# Text under study:

######

The price of a finished task

The efficiency turn: both vendors now sell cost per task, not cost per token. Launch claims, dollars-per-solved-task benchmarks, Cursor's live scoreboard, field reports, and the counter-evidence. Gathered June 11, 2026.

  • GPT-5 launch, Aug 7, 2025: “GPT-5 (with thinking) performs better than OpenAI o3 with 50-80% less output tokens across capabilities.” The developer post adds: vs o3-high on SWE-bench Verified, GPT-5 uses 22% fewer output tokens and 45% fewer tool calls.
  • GPT-5.1, Nov 2025: “adaptive reasoning.” “On straightforward tasks, GPT-5.1 spends fewer tokens thinking, enabling snappier product experiences and lower token bills.”
  • GPT-5.1-Codex-Max, Nov 19, 2025: first model natively trained for compaction across context windows; beats GPT-5.1-Codex at the same effort “while using 30% fewer thinking tokens.”
  • GPT-5.2, Dec 2025: the explicit argument, in the launch post: “despite GPT-5.2’s greater cost per token, the cost of attaining a given level of quality ended up less expensive due to GPT-5.2’s greater token efficiency.” Price rose to $1.75/$14 per million tokens.
  • GPT-5.4, Mar 5, 2026: “the most token efficient reasoning model yet, using significantly fewer tokens to solve problems when compared to GPT-5.2.” Price $2.50/$15.
  • GPT-5.5, Apr 23, 2026: roughly 40% fewer output tokens than GPT-5.4 on the same Codex tasks, at double the price ($5/$30). OpenAI’s math: 2x price times 0.6x tokens is roughly a 20% effective increase, not 100%.
  • The independent check: The Register, May 8, 2026 measured real GPT-5.5 cost increases of 49-92% vs GPT-5.4, offset by only 19-34% fewer completion tokens, and the savings show up mainly on prompts over 10K tokens. Corroborated by The Decoder and OpenRouter.
  • Claude Opus 4.5, Nov 24, 2025: at medium effort, “matches Sonnet 4.5’s best score on SWE-bench Verified, but uses 76% fewer output tokens”; at high effort, exceeds Sonnet 4.5 by 4.3 points using 48% fewer tokens. Introduced the effort parameter. Price cut from Opus 4.1’s $15/$75 to $5/$25.
  • Claude Opus 4.6, Feb 2026: Terminal-Bench 2.0 by effort level: 65.4% at max; 61.1% at medium with 23% fewer output tokens; 55.1% at low with 40% fewer.
  • Claude Opus 4.8, May 28, 2026: fast mode cut 3x to $10/$50. Cursor, as launch customer: “Tool calling is meaningfully more efficient, using fewer steps for the same intelligence.” Databricks: its Genie agent runs “at 61% cheaper token cost than Opus 4.7,” a token-efficiency gain at identical list pricing.
  • Anthropic’s model-choice docs: “Tuning effort is often a better lever than switching models.” The effort docs: effort affects all tokens in the response, including tool calls. The docs never claim Opus is cheaper per task than Sonnet; that framing lives only in the Opus 4.5 launch post.

######

# Information supplied:

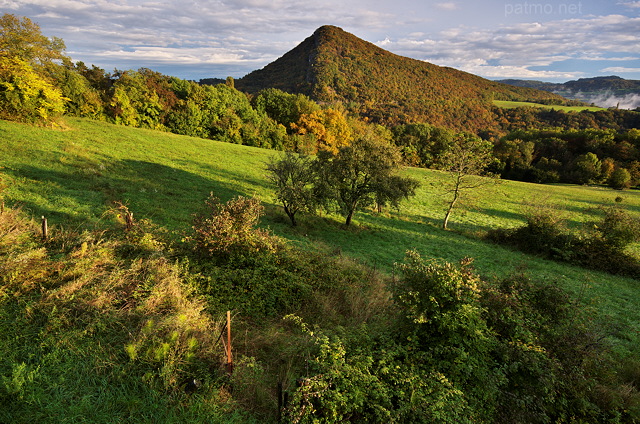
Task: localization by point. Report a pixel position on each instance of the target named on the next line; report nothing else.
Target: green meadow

######

# Directions:
In the text on the price of a finished task, translate this sentence into Spanish: "On straightforward tasks, GPT-5.1 spends fewer tokens thinking, enabling snappier product experiences and lower token bills."

# Exercise output:
En tareas sencillas, GPT-5.1 gasta menos tokens pensando, lo que permite experiencias de producto más ágiles y facturas de tokens más bajas.